Task to carry out>
Copy out everything in the passage on bees and their environment from "Pests and predators" down to "present greater difficulties.", word for word.

Document section below:

Bees have a very close relationship with the wider environment. It is not adequate to consider only the bee hive or the apiary, we must understand how the bees relate and interact with the whole environment, where they are living and feeding.


Bees thrive in an environment which;

  • has adequate, varied and nutritious forage
  • has adequate nesting sites
  • is free from pollution and pesticides
  • has water

Pests and predators occur in most natural environments, but where these are indigenous, bees have become adapted to living with them and have developed survival mechanisms. Introduced pests and diseases present greater difficulties.


Bees are affected by the seasons and the weather. In temperate climates bees become inactive during the cold winter and remain within their nest feeding on stored honey. The period of inactivity may last for five months. In tropical climates periods of inactivity due to cold weather are usually shorter. Bees living in their natural environments are adapted to the local conditions. In the tropics flowers may be available for longer periods and at two or three different periods throughout the year. This means the bees can be active for longer, which may mean they produce more honey. However, they also swarm and migrate very frequently as the conditions are favourable for doing so, unlike in temperate regions where swarming is more high risk. For example, in Europe, a swarm which leaves the nest at the end of the summer may not have enough time or food to build up stores for winter before the cold sets in.

End of Document section.
Record set below:

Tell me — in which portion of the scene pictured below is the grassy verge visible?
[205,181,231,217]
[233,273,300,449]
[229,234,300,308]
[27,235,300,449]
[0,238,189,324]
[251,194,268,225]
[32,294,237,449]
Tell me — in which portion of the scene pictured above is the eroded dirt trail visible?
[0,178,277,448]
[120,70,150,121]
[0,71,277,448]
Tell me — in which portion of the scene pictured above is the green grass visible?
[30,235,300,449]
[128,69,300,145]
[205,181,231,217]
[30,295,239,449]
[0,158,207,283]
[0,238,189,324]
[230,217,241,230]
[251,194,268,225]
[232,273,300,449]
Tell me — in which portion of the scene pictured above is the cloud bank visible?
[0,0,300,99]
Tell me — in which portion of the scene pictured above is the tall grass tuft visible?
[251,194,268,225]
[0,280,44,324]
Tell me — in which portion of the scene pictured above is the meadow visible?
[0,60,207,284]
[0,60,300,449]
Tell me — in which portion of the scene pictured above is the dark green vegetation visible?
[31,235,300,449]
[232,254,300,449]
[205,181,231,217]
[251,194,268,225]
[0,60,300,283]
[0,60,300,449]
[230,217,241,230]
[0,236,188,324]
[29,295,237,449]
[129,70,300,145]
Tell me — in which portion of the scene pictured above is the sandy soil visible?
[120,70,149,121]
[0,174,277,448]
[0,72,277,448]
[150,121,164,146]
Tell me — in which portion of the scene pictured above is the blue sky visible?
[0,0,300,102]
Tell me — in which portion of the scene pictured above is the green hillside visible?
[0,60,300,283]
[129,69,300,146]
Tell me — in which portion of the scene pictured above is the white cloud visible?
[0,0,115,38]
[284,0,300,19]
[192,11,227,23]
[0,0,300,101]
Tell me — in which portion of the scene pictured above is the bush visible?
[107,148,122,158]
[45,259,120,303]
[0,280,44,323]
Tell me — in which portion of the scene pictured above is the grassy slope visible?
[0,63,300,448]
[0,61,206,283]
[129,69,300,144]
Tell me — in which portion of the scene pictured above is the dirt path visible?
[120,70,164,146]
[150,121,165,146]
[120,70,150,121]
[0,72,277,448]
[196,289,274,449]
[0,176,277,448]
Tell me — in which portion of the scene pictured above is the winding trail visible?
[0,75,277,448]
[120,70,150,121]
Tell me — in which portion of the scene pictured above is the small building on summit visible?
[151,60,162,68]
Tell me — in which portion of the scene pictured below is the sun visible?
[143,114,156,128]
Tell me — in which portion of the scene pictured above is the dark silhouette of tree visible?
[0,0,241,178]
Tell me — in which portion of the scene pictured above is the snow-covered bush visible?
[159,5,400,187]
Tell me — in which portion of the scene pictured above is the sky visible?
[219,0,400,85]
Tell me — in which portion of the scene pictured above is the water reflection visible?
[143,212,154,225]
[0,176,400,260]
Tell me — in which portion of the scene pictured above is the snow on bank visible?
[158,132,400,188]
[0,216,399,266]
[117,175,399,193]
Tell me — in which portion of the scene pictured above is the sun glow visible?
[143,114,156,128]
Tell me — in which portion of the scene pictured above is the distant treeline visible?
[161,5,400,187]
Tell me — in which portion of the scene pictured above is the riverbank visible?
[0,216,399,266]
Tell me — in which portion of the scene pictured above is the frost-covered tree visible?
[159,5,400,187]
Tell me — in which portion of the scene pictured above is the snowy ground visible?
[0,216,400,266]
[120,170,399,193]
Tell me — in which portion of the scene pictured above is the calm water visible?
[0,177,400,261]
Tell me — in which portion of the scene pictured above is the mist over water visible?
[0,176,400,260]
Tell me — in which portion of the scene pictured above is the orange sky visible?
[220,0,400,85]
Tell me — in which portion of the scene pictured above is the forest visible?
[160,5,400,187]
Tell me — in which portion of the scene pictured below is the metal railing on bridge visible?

End of Record set.
Record set below:

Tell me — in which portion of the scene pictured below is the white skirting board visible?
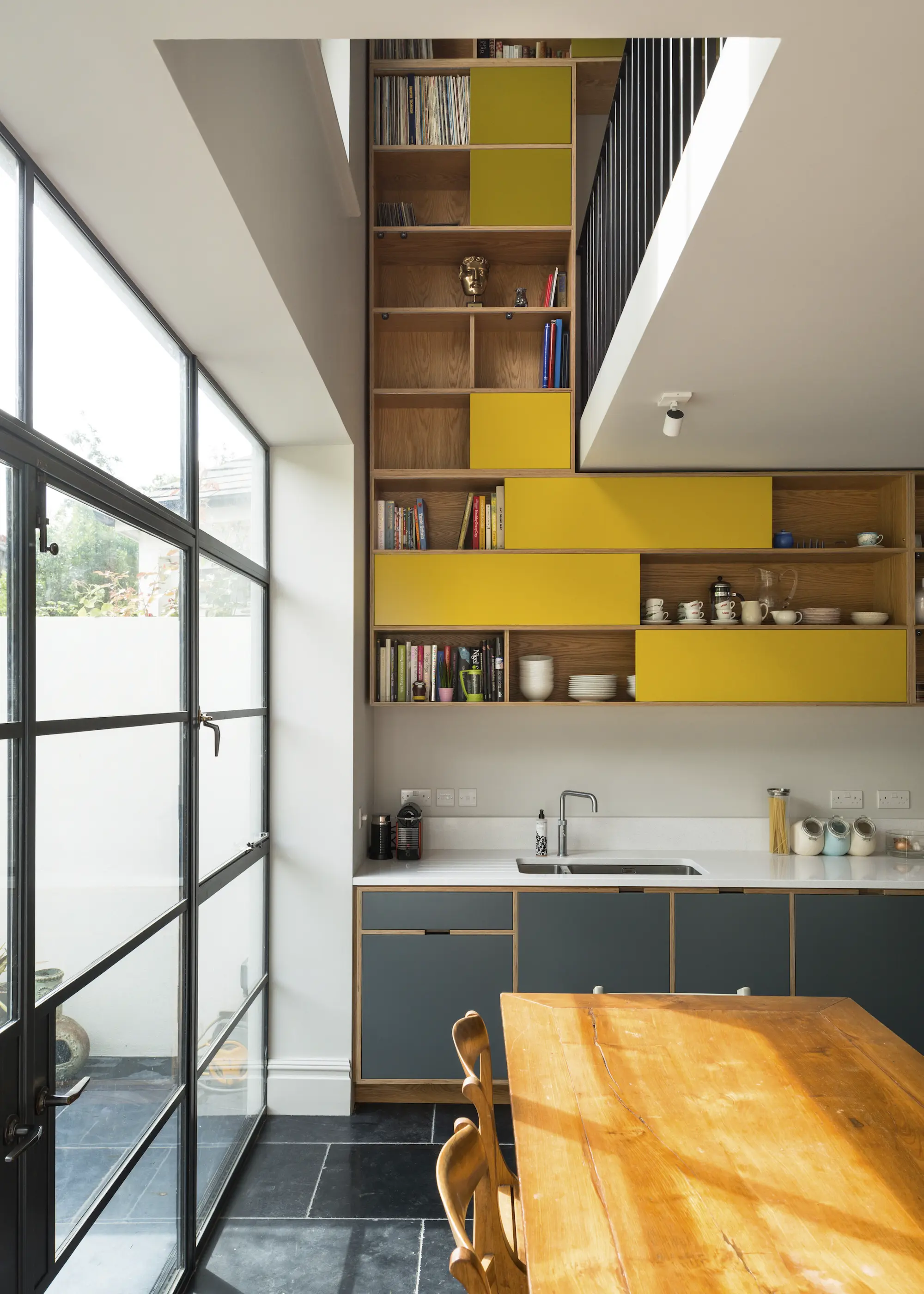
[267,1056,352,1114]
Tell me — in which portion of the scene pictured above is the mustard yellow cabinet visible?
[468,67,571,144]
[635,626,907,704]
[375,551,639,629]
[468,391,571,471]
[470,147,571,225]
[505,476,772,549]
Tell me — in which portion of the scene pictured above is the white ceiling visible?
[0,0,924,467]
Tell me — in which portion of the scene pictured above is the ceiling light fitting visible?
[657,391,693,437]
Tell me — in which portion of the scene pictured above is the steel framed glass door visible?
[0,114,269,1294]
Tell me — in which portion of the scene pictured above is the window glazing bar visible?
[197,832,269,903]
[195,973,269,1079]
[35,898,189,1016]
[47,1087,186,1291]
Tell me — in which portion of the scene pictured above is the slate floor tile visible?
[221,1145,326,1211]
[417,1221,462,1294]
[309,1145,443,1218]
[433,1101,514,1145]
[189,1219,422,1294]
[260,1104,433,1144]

End of Record set.

Solved problem>
Pests and predators occur in most natural environments, but where these are indigenous, bees have become adapted to living with them and have developed survival mechanisms. Introduced pests and diseases present greater difficulties.